*ACTION ITEM*. Each of the entries below needs to be given again exactly.

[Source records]
--------
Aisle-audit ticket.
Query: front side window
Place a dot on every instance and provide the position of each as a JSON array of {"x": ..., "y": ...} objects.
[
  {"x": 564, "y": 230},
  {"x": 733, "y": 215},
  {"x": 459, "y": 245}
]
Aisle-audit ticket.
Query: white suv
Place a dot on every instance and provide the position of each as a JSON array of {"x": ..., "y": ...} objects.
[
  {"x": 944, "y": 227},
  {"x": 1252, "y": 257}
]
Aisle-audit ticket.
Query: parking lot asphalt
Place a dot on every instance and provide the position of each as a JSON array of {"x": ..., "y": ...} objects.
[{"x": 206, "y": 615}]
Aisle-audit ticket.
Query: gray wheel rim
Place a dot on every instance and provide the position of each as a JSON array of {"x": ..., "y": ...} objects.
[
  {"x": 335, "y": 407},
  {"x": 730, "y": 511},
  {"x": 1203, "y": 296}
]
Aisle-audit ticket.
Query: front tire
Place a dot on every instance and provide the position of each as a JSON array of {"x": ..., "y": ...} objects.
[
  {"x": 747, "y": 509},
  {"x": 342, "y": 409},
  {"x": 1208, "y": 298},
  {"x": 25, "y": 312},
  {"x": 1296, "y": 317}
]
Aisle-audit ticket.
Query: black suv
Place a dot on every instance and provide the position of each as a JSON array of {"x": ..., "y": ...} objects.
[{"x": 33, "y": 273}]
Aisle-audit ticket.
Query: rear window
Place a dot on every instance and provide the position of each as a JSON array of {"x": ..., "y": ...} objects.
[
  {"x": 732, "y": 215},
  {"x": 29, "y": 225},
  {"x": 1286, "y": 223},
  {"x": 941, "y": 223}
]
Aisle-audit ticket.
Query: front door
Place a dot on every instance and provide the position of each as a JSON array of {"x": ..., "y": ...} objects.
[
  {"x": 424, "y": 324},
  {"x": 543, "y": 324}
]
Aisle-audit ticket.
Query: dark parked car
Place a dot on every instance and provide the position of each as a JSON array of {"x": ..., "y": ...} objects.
--------
*EXERCISE RESULT*.
Aisle-audit ticket.
Query: front side window
Place a dot on every instance and provide the position of each as a JSON array of {"x": ..., "y": ...} objects.
[
  {"x": 564, "y": 230},
  {"x": 733, "y": 215},
  {"x": 459, "y": 245}
]
Aisle-audit ticket.
Query: white suv
Place a dot on every instance and provide the position of each as a JSON array of {"x": ..., "y": ...} objects.
[
  {"x": 944, "y": 227},
  {"x": 1252, "y": 257}
]
Aisle-audit ticket.
Query: parking lot asphalt
Place a dot on every instance and provide the position of each as a JSON array of {"x": ..., "y": ...} objects.
[{"x": 206, "y": 615}]
Aisle-audit ticket.
Query: gray wheel rim
Place a dot on every instance and provide the position of each as a JSON array of {"x": ..., "y": ...} objects.
[
  {"x": 335, "y": 407},
  {"x": 730, "y": 511},
  {"x": 1203, "y": 296}
]
Aisle-audit ticket.
Query: front tire
Place a dot on every instance and provide the position of each as a JSON array of {"x": ..., "y": ...} objects.
[
  {"x": 747, "y": 509},
  {"x": 342, "y": 409},
  {"x": 1208, "y": 298},
  {"x": 25, "y": 312},
  {"x": 1296, "y": 317}
]
Aisle-audit ticket.
Query: black suv
Place a dot on every instance and provide the position of each as a JSON array of {"x": ..., "y": ...} objects.
[{"x": 33, "y": 273}]
Aisle-audit ticket.
Query: rear window
Place a dot on every instance and provide the position of each as a JSON array of {"x": ..., "y": ...} objects.
[
  {"x": 732, "y": 215},
  {"x": 29, "y": 225},
  {"x": 1286, "y": 223},
  {"x": 941, "y": 223}
]
Aisle-audit ticket.
Query: front door
Place a dot on every instance and provide the position of each as a JSON array of {"x": ..., "y": ...} objects.
[
  {"x": 424, "y": 324},
  {"x": 543, "y": 324}
]
Aisle-audit ticket.
Query: dark parked car
Place a dot on every instance and provide the position of each as a JSON array of {"x": ..., "y": ...} objects.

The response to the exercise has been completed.